◆ Text excerpt ◆
++++++++++++++++++++
Advanced Computer Vision: Mon, Mar 14 - Unsupervised Visual Representation Learning by Context Prediction

Friday, March 11, 2016

Mon, Mar 14 - Unsupervised Visual Representation Learning by Context Prediction

Unsupervised Visual Representation Learning by Context Prediction. Carl Doersch, Abhinav Gupta, Alexei A. Efros. ICCV 2015.

project page

19 comments:

enlite traderMarch 13, 2016 at 6:42 PM
summary:
This papers presents CNN can learn 'better representation' from unsupervised visual representation by predicting relative position of patches in the image. With the help of the batch normalization, two alexNet with tied weights are trained to predict the position in a 3 by 3 square. The knn results showed alexNet trained with this task performs better on clustering more semantic similar images.

questions:
The author talks about the Learnability of Chromatic Aberration at section 4.2 or around 9:00 in his presentation.
He mentioned CNN like to take 'shortcuts' to make prediction:
My question is
1) Why, how he think it is the chromatic aberration that CNN learns?
2) To force the CNN learns the representation, what are some other possible 'shortcuts' that CNN learns (not constrained to this paper) and how people come up with tricks to avoid learning those 'shortcuts'
ReplyDelete
Replies
UnknownMarch 13, 2016 at 7:32 PM
Abstract:

The paper presents an unsupervised learning approach that can learn the semantic understanding of objects in images. This can leverage very large size of unlabeled images to better the accuracy on tasks like object detection. The concept is sort of taken from text where predicting word from context has led to much successful word vector representation. Here they train a conv net to take input two patches from an image and predict their relative spatial location. They have shown that this task on unlabeled image captures the semantic understanding of objects. Finally they have shown that the network pretrained on such approach helps object detection task.

Discussion:

1) They only use 96x96 patches, would taking patches of multiple sizes and then upscaling/downscaling can help this task?
++++++++++++++++++++
A run of records
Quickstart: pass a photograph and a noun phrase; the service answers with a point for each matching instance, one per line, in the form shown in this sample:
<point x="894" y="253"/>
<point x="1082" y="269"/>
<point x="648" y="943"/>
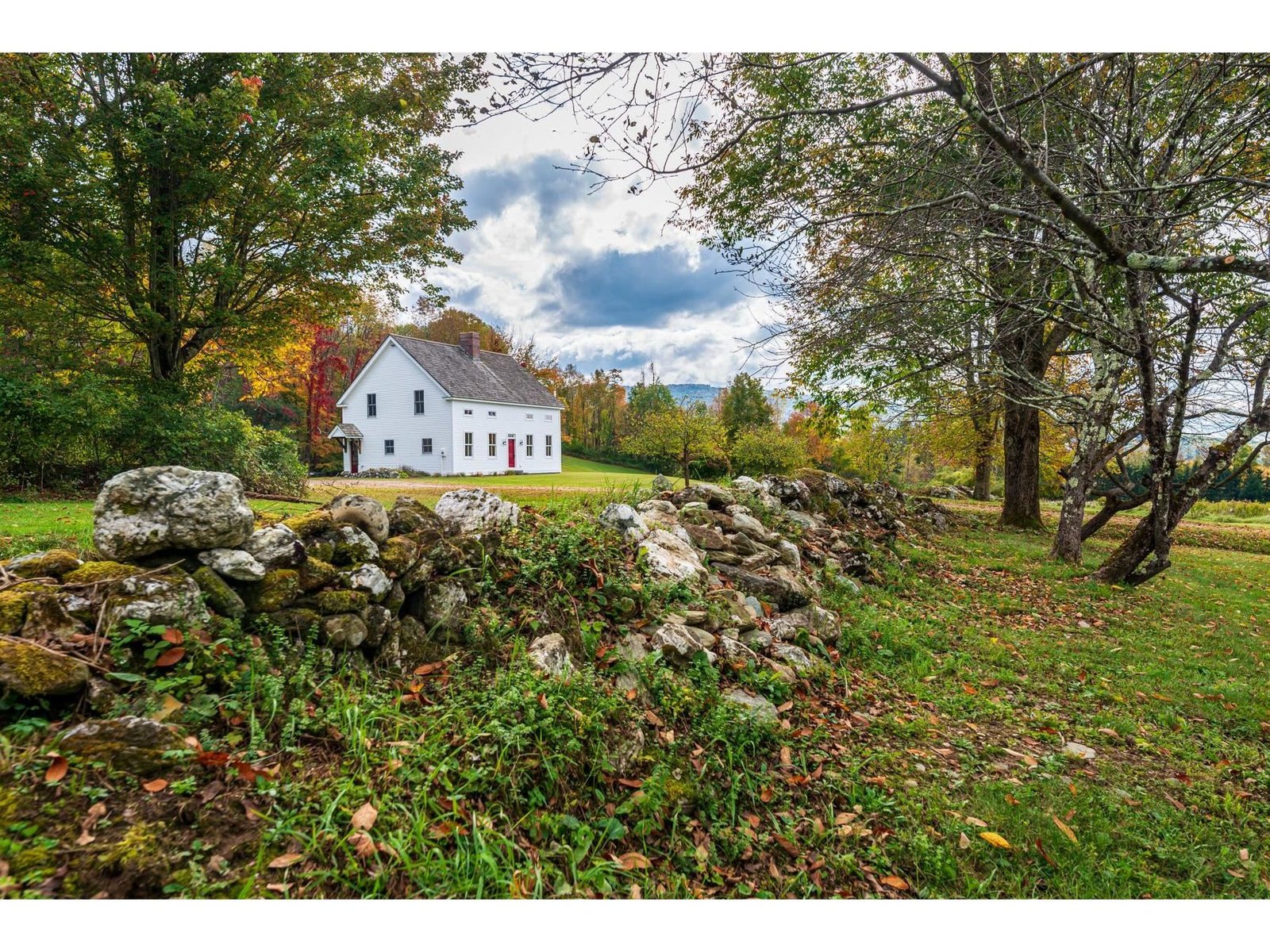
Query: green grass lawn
<point x="29" y="524"/>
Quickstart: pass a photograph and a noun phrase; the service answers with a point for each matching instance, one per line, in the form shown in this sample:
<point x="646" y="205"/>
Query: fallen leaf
<point x="57" y="768"/>
<point x="365" y="816"/>
<point x="169" y="658"/>
<point x="1064" y="828"/>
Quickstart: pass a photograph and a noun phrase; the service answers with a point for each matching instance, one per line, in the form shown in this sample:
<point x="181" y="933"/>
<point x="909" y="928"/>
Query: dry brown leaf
<point x="1064" y="828"/>
<point x="57" y="768"/>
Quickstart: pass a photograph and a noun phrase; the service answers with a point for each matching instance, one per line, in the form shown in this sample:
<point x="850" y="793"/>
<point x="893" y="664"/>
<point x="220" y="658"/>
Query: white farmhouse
<point x="448" y="410"/>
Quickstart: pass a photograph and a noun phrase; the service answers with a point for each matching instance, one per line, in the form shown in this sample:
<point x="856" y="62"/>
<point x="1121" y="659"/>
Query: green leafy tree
<point x="761" y="451"/>
<point x="683" y="435"/>
<point x="743" y="405"/>
<point x="198" y="200"/>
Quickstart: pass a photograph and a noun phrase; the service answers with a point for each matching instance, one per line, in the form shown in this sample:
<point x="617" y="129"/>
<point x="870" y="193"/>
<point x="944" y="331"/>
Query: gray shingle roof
<point x="495" y="378"/>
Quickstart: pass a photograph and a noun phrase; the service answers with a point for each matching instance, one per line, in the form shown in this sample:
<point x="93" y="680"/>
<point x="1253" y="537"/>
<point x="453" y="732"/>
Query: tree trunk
<point x="1020" y="507"/>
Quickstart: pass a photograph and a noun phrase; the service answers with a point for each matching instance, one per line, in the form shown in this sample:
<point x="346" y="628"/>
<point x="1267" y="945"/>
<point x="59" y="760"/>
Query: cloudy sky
<point x="595" y="277"/>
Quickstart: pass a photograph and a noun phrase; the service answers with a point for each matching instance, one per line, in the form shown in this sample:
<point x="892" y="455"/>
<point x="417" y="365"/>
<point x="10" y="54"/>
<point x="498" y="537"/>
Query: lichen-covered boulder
<point x="343" y="632"/>
<point x="233" y="564"/>
<point x="275" y="592"/>
<point x="365" y="513"/>
<point x="625" y="520"/>
<point x="171" y="598"/>
<point x="276" y="547"/>
<point x="52" y="564"/>
<point x="32" y="670"/>
<point x="671" y="558"/>
<point x="410" y="516"/>
<point x="550" y="655"/>
<point x="368" y="578"/>
<point x="220" y="597"/>
<point x="681" y="643"/>
<point x="755" y="706"/>
<point x="448" y="606"/>
<point x="476" y="511"/>
<point x="133" y="744"/>
<point x="148" y="511"/>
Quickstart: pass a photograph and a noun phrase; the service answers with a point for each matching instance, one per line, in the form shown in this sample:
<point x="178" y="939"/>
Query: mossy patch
<point x="41" y="565"/>
<point x="35" y="672"/>
<point x="275" y="592"/>
<point x="342" y="602"/>
<point x="92" y="573"/>
<point x="220" y="597"/>
<point x="310" y="524"/>
<point x="13" y="611"/>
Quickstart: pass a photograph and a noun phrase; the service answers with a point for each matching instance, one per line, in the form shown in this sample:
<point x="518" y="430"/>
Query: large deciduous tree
<point x="200" y="198"/>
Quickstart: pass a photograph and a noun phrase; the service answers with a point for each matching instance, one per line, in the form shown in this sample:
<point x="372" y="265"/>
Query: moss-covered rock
<point x="296" y="621"/>
<point x="341" y="602"/>
<point x="317" y="574"/>
<point x="133" y="744"/>
<point x="93" y="573"/>
<point x="13" y="611"/>
<point x="309" y="524"/>
<point x="399" y="555"/>
<point x="44" y="565"/>
<point x="32" y="670"/>
<point x="275" y="592"/>
<point x="220" y="597"/>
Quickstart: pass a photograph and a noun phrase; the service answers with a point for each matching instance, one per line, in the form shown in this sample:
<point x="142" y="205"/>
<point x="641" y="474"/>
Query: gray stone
<point x="344" y="631"/>
<point x="368" y="514"/>
<point x="368" y="578"/>
<point x="276" y="546"/>
<point x="148" y="511"/>
<point x="793" y="655"/>
<point x="550" y="655"/>
<point x="625" y="520"/>
<point x="448" y="606"/>
<point x="757" y="708"/>
<point x="671" y="558"/>
<point x="133" y="744"/>
<point x="476" y="511"/>
<point x="233" y="564"/>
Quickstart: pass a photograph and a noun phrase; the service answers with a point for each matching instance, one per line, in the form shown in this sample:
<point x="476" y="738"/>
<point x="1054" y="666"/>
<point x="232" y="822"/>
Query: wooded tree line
<point x="1077" y="236"/>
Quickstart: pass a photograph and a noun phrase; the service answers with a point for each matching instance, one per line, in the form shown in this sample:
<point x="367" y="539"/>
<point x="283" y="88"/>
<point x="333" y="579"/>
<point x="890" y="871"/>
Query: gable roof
<point x="497" y="378"/>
++++++++++++++++++++
◆ What is asked ◆
• A. Update the context prediction page from "enlite traderMarch 13, 2016" to "in his presentation.", changing "relative position" to "relative location".
• B. Answer these from the context prediction page:
(i) At which conference and in what year was the paper presented?
(ii) What size of patches does the discussion say they use?
(iii) The summary says two alexNets with tied weights predict position in what kind of square?

◆ Answers given ◆
• A.
enlite traderMarch 13, 2016 at 6:42 PM
summary:
This papers presents CNN can learn 'better representation' from unsupervised visual representation by predicting relative location of patches in the image. With the help of the batch normalization, two alexNet with tied weights are trained to predict the position in a 3 by 3 square. The knn results showed alexNet trained with this task performs better on clustering more semantic similar images.

questions:
The author talks about the Learnability of Chromatic Aberration at section 4.2 or around 9:00 in his presentation.

• B.
(i) ICCV 2015
(ii) 96x96
(iii) A 3 by 3 square